Former WWE impersonator Jason Sensation was recently interviewed by Hannibal TV in which discussed why he tweeted out that he had got a gun through security at a recent WWE Raw event in Toronto and was going to shoot himself.
“I suffer from depression and some mental issues. It’s hard to dive into this whole thing but I don’t want to sugar coat it either. I have some issues with wrestling and I have some issues with how my career went. I’m very hurt about how my career went in WWE.
They (WWE) were in town and I was just in an emotional state. I was visiting my dad at my sister’s place. I had a few drinks with my sister. I passed out and I woke up, and oh great Raw is fixing to come on. My dad loves wrestling and he was getting ready to watch Raw from Toronto.
I went into my depressive state in that moment. Here they are in Toronto. I was thinking of who I still have a contact with in the company and they didn’t call me. And I was thinking of my friends who are not in the company anymore and they didn’t call me. This is very selfish thinking. I’m embarrassed to admit where my mind was at.
I woke up. I was half drunk. I looked at my phone and none of my friends who are going to the show messaged me. No one from the show messaged me. I’ve had some history with the company where I’ve sent out a whole bunch of shit online. I’ve definitely burned my bridges and they blackballed me from the company forever.
It was years ago that I did that and I say something stupid every now and then because I’m hurting and I’m just trying to get a reaction out of them. Do you even notice me? Why can’t you see me? It’s from a place of being hurt and never even getting a mention back. I can never get a mention back.
Triple H will sign the wellness letter program to me. He’ll sign it personally and sent it to me but I can never get a tweet back or a message back online. I feel like I’ve been so blacked out from them I can never get their attention.

# [EXERCISE TASK 1]
List each distinct proper name that appears in the interview excerpt, giving each name once.

# [INPUT DATA]
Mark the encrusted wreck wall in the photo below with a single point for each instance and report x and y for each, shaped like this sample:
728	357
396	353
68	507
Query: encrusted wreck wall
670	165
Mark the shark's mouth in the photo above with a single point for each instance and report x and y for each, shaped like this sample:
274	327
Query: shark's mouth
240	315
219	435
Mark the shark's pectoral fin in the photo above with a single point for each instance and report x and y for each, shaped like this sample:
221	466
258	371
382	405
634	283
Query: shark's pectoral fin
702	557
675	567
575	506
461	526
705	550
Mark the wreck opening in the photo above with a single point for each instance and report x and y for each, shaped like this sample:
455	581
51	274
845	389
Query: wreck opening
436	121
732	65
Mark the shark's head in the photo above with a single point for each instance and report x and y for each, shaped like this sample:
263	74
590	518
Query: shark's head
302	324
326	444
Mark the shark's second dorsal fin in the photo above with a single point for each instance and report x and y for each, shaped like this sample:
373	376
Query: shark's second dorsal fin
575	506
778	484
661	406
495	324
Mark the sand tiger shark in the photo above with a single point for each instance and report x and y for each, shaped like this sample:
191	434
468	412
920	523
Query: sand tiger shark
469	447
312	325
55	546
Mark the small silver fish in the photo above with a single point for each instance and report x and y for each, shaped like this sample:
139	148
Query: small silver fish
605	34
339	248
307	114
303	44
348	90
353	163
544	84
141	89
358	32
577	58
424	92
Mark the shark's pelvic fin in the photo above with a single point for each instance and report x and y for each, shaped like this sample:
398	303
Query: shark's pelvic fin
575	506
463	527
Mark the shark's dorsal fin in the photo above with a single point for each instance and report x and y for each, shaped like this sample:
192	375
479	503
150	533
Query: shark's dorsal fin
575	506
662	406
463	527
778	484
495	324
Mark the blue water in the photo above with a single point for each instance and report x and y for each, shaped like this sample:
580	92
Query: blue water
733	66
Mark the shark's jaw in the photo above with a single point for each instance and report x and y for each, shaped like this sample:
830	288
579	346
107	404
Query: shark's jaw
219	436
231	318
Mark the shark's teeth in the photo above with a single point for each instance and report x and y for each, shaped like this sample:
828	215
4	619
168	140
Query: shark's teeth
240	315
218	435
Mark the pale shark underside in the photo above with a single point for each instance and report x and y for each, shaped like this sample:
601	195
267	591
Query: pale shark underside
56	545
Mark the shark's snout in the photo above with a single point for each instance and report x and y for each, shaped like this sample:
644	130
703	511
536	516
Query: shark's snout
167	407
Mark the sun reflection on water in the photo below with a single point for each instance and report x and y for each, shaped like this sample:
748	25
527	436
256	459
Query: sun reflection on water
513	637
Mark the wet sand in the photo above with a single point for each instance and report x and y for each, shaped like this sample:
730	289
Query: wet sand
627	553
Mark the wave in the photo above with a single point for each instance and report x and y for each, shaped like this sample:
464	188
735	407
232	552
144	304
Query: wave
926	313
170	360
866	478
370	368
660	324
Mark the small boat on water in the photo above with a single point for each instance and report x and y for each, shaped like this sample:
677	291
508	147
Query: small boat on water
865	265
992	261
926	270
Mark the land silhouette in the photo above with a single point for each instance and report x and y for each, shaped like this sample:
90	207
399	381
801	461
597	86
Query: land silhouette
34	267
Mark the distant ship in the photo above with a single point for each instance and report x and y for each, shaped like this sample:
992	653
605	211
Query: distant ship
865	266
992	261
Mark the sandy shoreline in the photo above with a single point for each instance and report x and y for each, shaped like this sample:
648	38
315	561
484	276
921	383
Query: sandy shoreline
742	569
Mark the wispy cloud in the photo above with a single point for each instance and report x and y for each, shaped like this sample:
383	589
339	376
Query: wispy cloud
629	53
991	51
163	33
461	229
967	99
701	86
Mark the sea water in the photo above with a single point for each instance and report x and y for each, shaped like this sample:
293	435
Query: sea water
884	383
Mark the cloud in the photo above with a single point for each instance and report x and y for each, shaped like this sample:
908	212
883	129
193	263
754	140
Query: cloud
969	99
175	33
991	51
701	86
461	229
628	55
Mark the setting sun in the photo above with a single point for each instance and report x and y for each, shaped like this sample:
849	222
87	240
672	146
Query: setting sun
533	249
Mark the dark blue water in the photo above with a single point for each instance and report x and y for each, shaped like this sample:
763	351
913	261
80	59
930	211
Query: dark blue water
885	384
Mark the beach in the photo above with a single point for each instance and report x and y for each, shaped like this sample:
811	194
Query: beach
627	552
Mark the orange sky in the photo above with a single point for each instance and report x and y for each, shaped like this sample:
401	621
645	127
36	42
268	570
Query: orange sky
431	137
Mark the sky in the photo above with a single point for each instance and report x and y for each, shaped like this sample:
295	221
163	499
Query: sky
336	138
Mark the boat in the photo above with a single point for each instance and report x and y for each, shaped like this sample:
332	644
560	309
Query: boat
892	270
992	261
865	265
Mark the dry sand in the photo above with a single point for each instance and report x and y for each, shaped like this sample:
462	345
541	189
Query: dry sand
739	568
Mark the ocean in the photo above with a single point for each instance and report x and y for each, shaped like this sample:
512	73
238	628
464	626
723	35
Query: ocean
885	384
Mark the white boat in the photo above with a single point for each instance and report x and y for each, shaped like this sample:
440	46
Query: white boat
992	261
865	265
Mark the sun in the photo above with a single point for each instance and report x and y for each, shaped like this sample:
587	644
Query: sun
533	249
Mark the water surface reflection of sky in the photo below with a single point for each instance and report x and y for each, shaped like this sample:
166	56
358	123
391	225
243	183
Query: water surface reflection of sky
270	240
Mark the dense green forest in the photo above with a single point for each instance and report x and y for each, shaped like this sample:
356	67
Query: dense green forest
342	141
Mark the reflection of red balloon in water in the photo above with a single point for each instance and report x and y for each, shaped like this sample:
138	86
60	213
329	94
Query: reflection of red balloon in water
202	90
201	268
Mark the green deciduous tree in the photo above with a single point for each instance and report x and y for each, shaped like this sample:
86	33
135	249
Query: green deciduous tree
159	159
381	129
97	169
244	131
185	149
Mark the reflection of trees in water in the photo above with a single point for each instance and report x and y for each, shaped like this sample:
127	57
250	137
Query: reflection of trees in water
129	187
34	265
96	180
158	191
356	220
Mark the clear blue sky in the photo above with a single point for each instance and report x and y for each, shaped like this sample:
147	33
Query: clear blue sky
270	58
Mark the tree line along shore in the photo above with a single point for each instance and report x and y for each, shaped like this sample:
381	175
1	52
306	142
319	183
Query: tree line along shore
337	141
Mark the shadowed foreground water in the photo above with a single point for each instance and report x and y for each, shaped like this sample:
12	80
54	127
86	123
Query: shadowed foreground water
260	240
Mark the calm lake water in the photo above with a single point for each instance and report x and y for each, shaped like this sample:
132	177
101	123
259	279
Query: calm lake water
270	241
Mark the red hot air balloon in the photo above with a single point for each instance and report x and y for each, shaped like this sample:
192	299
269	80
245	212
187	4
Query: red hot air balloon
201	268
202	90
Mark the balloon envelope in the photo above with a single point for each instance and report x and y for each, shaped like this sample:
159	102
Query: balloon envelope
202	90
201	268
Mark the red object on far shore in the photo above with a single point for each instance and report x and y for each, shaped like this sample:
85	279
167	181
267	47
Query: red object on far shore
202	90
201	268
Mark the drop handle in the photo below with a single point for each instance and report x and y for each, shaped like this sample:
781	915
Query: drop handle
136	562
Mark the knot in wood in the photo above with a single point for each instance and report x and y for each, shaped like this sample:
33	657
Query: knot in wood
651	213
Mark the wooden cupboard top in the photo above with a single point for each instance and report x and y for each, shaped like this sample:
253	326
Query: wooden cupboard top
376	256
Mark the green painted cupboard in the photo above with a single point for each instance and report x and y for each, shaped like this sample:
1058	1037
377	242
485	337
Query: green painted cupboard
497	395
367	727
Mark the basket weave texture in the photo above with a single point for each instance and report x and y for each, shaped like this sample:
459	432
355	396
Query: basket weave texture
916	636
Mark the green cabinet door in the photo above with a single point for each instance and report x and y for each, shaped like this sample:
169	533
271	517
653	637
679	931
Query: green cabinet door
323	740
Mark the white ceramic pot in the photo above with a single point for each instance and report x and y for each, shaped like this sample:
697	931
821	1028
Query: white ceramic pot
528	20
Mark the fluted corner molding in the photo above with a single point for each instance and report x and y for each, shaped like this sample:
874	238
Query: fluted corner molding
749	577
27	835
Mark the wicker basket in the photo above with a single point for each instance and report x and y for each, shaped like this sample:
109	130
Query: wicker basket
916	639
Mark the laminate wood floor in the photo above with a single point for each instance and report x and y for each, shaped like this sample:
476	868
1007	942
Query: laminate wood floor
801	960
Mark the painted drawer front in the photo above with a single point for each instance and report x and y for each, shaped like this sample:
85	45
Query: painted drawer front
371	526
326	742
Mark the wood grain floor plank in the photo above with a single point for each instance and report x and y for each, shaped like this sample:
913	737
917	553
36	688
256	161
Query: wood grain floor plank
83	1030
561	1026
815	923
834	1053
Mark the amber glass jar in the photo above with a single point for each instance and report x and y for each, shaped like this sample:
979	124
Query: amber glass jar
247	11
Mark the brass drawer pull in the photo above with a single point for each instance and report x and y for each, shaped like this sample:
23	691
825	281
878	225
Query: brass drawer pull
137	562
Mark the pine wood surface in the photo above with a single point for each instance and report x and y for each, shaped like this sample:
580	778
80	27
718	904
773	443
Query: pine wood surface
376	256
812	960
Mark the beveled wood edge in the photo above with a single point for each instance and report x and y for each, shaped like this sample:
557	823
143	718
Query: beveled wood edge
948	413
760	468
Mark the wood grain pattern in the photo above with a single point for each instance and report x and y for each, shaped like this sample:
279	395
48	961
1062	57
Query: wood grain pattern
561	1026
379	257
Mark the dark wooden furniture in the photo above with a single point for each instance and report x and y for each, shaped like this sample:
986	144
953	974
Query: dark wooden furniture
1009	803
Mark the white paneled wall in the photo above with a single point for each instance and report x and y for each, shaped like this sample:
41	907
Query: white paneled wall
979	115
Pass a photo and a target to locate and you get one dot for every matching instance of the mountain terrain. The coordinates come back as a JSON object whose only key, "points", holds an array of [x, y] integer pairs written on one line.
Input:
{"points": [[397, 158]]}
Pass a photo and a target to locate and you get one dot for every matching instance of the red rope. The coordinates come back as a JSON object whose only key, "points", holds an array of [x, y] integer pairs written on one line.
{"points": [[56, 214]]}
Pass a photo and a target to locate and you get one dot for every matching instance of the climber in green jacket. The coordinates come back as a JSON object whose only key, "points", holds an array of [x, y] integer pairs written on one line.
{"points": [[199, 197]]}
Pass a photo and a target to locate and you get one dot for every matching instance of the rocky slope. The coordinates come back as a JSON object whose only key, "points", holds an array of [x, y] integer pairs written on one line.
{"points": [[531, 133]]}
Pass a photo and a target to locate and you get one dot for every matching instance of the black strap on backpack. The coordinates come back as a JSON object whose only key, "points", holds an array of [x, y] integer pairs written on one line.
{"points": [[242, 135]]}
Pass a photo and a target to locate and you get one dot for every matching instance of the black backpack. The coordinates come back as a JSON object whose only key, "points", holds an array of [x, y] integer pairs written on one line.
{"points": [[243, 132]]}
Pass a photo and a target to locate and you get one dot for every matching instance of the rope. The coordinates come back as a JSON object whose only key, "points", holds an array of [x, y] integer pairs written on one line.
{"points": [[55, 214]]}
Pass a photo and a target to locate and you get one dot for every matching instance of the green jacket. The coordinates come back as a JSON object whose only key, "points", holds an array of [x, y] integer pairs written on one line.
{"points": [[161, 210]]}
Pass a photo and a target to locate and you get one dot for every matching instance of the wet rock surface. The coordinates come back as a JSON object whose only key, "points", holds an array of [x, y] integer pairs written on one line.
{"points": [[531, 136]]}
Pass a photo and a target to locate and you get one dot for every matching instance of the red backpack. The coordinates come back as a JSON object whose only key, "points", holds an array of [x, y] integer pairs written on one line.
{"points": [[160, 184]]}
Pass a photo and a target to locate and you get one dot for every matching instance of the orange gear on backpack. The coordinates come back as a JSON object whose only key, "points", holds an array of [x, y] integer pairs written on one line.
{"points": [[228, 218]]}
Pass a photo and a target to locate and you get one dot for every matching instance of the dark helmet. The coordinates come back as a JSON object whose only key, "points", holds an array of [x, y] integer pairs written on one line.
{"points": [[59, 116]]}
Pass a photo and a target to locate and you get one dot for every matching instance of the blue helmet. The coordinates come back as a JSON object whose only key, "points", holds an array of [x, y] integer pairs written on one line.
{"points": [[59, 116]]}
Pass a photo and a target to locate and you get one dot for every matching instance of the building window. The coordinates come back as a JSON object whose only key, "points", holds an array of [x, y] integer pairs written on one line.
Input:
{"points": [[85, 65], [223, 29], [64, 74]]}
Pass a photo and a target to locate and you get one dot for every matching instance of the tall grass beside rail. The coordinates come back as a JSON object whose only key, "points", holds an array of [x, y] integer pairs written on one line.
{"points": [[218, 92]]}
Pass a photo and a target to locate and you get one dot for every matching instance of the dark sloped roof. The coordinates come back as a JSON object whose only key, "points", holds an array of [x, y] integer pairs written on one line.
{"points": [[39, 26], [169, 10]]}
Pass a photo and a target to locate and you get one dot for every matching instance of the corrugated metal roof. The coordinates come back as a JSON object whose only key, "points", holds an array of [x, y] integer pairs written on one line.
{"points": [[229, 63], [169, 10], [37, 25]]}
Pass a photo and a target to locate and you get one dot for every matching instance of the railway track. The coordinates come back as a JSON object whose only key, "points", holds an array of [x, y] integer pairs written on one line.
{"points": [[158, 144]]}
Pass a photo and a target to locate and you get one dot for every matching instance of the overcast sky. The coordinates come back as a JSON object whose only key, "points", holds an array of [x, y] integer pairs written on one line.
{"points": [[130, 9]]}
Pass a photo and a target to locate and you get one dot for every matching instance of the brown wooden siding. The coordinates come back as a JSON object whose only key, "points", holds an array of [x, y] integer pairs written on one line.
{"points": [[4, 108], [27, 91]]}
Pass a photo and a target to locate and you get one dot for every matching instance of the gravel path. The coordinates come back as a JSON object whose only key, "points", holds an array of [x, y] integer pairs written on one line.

# [EXERCISE TASK 2]
Collect every line of the records that contains the word "calm". Case counts.

# [TASK SOLUTION 1]
Jason Sensation, Hannibal TV, WWE, Raw, Toronto, Triple H

# [TASK SOLUTION 2]
Mark the calm lake water in the photo above with a single point for each instance and report x and y for each, shaped like this sample:
Query: calm lake water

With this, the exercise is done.